▶ Provided passage

The Limit Definition

Having discussed how you can compute limits, I want to examine the definition of a limit in more detail.


Example. Why is it necessary to be careful? Suppose you're trying to compute $\displaystyle \lim_{x\to 0} \dfrac{1 - \cos (x^8)}{x^{16}}$ . You might think of drawing a graph; many graphing calculators, for instance, produce a graph like the one below:

$$\hbox{\epsfysize=2in \epsffile{limdef1.eps}}$$

(I produced the graph using a program called Mathematica.)

It looks as though the graph is dropping down to 0 near $x = 0$ . You might guess that the limit is 0. In fact,

$$\lim_{x\to 0} \dfrac{1 - \cos (x^8)}{x^{16}} = \dfrac{1}{2}.$$

It's possible to justify this algebraically once you know a little about limits of trig functions.

Pictures can be helpful; so can experimenting with numbers. In many cases, pictures and numerical experiments are inconclusive or even misleading; at best, they suggest rather than {\it prove}. Sometimes understanding requires more precision.

▶ What this task involves
Please write out the passage on the limit definition again, beginning at "(I produced the" and stopping after "of trig functions.", and change "trig functions" to "trigonometric functions" in it.

▶ Dataset excerpt

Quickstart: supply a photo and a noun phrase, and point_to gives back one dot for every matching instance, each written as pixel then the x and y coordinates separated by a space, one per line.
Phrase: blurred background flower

▶ Response to this task
(I produced the graph using a program called Mathematica.)

It looks as though the graph is dropping down to 0 near $x = 0$ . You might guess that the limit is 0. In fact,

$$\lim_{x\to 0} \dfrac{1 - \cos (x^8)}{x^{16}} = \dfrac{1}{2}.$$

It's possible to justify this algebraically once you know a little about limits of trigonometric functions.